[Region pointing data]
------------------------------------------------------------------------
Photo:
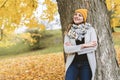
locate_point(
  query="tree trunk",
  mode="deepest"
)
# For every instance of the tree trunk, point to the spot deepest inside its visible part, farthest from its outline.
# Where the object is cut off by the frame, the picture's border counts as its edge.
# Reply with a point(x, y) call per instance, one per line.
point(98, 16)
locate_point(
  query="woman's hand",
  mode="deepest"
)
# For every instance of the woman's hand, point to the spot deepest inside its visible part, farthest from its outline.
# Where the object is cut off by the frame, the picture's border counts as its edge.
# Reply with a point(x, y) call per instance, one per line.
point(91, 44)
point(68, 44)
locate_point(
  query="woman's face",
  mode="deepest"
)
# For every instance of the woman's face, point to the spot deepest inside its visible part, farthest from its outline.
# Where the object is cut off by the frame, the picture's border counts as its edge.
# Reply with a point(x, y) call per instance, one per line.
point(77, 18)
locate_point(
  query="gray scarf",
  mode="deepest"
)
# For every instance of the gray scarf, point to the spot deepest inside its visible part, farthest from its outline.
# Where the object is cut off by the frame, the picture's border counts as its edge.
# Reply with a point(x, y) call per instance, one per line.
point(78, 31)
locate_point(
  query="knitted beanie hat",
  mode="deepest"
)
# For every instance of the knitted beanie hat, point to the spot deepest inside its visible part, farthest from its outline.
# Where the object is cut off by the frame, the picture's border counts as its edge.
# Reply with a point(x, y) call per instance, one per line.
point(83, 12)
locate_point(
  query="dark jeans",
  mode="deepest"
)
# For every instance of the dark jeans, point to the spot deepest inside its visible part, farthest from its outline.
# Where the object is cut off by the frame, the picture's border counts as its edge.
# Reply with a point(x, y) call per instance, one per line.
point(79, 71)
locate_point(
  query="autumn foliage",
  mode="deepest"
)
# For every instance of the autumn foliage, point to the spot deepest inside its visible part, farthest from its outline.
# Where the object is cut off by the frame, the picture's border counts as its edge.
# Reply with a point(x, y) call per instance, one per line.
point(37, 67)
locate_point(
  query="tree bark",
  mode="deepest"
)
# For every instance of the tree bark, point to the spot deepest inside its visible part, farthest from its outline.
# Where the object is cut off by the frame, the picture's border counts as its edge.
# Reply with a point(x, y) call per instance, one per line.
point(98, 16)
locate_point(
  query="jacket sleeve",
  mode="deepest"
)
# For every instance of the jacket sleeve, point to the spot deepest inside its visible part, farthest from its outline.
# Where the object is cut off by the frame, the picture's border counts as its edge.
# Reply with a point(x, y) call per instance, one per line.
point(93, 37)
point(77, 48)
point(72, 48)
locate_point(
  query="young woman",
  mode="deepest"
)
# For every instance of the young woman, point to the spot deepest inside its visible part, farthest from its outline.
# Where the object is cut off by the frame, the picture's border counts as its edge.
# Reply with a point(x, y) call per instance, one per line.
point(80, 43)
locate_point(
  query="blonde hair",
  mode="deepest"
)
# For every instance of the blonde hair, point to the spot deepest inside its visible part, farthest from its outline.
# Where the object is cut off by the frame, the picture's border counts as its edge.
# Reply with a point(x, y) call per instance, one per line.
point(67, 29)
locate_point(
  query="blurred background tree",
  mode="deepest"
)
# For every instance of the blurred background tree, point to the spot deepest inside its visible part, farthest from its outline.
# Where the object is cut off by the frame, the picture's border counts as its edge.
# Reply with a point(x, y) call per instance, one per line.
point(114, 12)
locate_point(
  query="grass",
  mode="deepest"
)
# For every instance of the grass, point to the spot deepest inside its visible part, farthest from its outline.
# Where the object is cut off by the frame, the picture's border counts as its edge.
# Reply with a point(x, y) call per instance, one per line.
point(51, 42)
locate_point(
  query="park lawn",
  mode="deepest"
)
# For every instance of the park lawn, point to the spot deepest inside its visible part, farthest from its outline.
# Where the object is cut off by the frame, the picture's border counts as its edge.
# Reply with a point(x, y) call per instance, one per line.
point(37, 65)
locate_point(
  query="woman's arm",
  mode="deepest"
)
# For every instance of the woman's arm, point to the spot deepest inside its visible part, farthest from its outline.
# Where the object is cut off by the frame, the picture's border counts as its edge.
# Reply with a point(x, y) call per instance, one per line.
point(92, 46)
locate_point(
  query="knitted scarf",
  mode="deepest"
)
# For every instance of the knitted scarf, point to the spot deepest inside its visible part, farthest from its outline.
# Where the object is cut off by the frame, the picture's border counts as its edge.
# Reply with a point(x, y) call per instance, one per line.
point(78, 31)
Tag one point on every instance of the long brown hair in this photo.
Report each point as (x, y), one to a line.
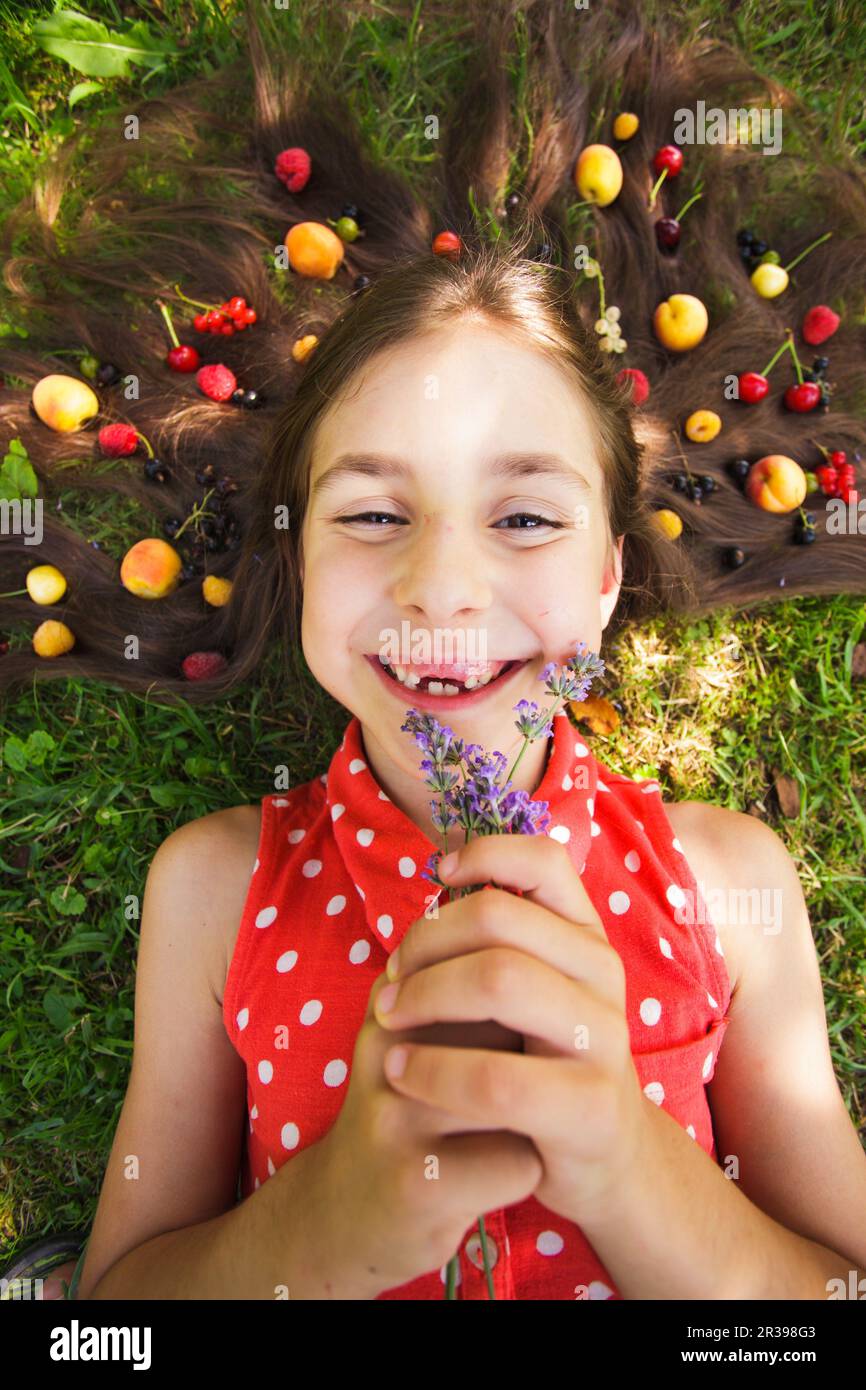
(213, 217)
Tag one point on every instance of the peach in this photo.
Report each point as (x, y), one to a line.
(150, 569)
(598, 174)
(314, 250)
(45, 584)
(64, 403)
(702, 426)
(776, 484)
(53, 638)
(680, 323)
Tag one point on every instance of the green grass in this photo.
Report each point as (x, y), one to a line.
(93, 780)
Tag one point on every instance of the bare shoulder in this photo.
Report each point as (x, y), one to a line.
(209, 862)
(744, 873)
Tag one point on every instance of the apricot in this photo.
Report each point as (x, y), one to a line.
(150, 569)
(776, 484)
(53, 638)
(45, 584)
(216, 591)
(64, 403)
(314, 250)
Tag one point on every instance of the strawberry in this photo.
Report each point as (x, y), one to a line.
(118, 441)
(200, 666)
(216, 381)
(819, 324)
(292, 168)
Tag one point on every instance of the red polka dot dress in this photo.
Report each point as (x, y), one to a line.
(335, 887)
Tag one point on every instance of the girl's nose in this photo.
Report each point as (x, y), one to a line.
(442, 571)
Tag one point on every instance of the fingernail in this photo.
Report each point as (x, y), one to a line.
(387, 997)
(395, 1061)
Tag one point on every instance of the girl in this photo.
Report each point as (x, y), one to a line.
(628, 1087)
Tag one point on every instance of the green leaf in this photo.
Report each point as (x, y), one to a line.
(88, 46)
(68, 904)
(81, 91)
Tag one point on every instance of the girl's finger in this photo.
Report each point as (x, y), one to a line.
(498, 918)
(535, 865)
(513, 988)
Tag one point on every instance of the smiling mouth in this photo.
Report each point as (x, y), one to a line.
(448, 680)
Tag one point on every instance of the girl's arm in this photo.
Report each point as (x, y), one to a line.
(793, 1218)
(167, 1225)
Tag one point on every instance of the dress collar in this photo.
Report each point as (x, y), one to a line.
(385, 852)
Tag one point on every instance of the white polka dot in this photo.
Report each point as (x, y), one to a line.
(651, 1012)
(289, 1136)
(549, 1243)
(335, 1072)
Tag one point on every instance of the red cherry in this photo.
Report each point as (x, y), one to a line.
(669, 157)
(752, 387)
(184, 359)
(802, 398)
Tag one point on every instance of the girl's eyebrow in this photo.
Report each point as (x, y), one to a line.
(513, 464)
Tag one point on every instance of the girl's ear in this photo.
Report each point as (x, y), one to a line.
(610, 583)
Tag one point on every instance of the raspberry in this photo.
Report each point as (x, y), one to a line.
(819, 324)
(216, 381)
(200, 666)
(292, 168)
(117, 441)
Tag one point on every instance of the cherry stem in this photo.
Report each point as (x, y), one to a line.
(168, 323)
(684, 210)
(196, 302)
(655, 189)
(802, 255)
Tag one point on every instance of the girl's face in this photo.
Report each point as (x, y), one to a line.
(433, 535)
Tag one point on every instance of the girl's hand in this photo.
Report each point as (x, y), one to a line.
(540, 965)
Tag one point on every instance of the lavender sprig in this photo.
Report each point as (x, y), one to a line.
(485, 804)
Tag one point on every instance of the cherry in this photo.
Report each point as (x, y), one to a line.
(752, 387)
(804, 396)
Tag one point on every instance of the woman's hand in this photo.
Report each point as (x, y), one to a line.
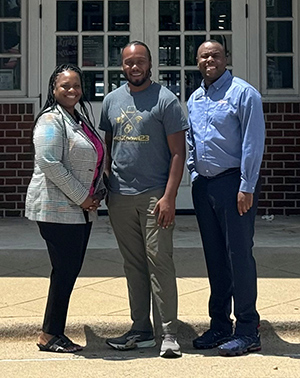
(90, 204)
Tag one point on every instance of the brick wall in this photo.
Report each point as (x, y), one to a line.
(15, 157)
(280, 193)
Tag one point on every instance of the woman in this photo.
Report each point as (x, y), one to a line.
(64, 194)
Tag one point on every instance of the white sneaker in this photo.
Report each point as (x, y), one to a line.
(170, 347)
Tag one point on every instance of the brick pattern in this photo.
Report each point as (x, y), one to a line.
(16, 161)
(280, 194)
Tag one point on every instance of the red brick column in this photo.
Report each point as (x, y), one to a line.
(16, 162)
(281, 164)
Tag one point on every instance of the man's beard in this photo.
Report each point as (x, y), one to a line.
(140, 82)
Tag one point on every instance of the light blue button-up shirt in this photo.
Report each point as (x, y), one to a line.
(227, 130)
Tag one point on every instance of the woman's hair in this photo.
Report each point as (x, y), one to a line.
(51, 100)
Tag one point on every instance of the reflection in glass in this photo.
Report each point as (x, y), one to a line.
(92, 15)
(115, 80)
(279, 36)
(66, 16)
(118, 15)
(9, 8)
(10, 74)
(171, 80)
(10, 37)
(220, 14)
(66, 49)
(280, 72)
(279, 8)
(169, 51)
(93, 84)
(169, 15)
(226, 41)
(93, 52)
(115, 46)
(194, 15)
(192, 82)
(192, 42)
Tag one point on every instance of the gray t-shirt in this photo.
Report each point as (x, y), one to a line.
(140, 123)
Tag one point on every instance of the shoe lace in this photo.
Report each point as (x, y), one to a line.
(170, 337)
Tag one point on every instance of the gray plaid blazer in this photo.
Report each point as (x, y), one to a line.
(64, 167)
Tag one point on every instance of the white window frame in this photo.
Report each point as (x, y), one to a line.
(22, 54)
(281, 94)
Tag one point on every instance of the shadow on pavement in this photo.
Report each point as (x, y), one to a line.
(273, 338)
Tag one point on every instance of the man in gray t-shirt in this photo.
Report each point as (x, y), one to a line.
(145, 135)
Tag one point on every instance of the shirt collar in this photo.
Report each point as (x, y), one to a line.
(219, 82)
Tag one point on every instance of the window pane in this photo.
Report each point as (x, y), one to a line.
(220, 14)
(66, 49)
(169, 15)
(280, 72)
(10, 37)
(192, 82)
(69, 22)
(192, 42)
(118, 15)
(10, 8)
(115, 45)
(93, 84)
(93, 51)
(10, 73)
(115, 80)
(279, 8)
(92, 17)
(171, 80)
(169, 51)
(226, 41)
(279, 36)
(195, 15)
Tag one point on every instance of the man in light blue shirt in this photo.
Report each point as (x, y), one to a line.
(226, 143)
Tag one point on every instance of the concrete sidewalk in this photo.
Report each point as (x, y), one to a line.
(99, 303)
------------------------------------------------------------------------
# [What the task asks]
Count how many lines of the entries contain the word "brick", and respond with that count only.

# [Your response]
3